(Records from a data collection)
-.-.-

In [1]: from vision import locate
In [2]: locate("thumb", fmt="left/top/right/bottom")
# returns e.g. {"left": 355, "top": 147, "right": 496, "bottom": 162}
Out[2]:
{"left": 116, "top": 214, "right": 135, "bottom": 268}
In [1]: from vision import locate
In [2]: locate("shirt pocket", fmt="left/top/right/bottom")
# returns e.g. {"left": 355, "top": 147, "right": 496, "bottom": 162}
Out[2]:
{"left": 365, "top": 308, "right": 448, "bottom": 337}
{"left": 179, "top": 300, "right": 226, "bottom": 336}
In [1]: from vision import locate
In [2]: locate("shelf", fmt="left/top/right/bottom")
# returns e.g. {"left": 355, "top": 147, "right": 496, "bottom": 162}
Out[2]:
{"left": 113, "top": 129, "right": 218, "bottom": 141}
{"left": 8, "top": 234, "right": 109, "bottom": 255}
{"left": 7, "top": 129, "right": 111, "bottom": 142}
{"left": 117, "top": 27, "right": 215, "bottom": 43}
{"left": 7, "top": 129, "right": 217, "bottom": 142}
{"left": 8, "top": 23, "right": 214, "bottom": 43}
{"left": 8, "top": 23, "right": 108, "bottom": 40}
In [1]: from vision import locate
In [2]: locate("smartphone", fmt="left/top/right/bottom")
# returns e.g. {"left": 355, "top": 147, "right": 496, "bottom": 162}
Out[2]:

-.-.-

**Brief:** With no words changed, transcribe the records above.

**Exercise result:**
In [1]: from vision import locate
In [2]: locate("thumb", fmt="left/top/right/bottom")
# returns e.g. {"left": 355, "top": 147, "right": 496, "bottom": 162}
Out[2]:
{"left": 116, "top": 214, "right": 135, "bottom": 268}
In [1]: from vision import locate
In [2]: locate("shirt pocket", fmt="left/top/right/bottom")
# returns e.g. {"left": 355, "top": 147, "right": 496, "bottom": 162}
Out[2]:
{"left": 365, "top": 308, "right": 448, "bottom": 337}
{"left": 179, "top": 300, "right": 226, "bottom": 336}
In [1]: from vision import locate
In [2]: locate("shelf", fmt="left/top/right/bottom")
# returns e.g. {"left": 355, "top": 147, "right": 496, "bottom": 162}
Out[2]:
{"left": 113, "top": 129, "right": 218, "bottom": 141}
{"left": 8, "top": 234, "right": 109, "bottom": 255}
{"left": 7, "top": 129, "right": 111, "bottom": 142}
{"left": 117, "top": 27, "right": 215, "bottom": 43}
{"left": 7, "top": 129, "right": 217, "bottom": 142}
{"left": 8, "top": 23, "right": 214, "bottom": 43}
{"left": 8, "top": 23, "right": 108, "bottom": 40}
In [1]: from vision import locate
In [2]: locate("smartphone", fmt="left/top/right/bottom")
# returns e.g. {"left": 355, "top": 147, "right": 496, "bottom": 162}
Out[2]:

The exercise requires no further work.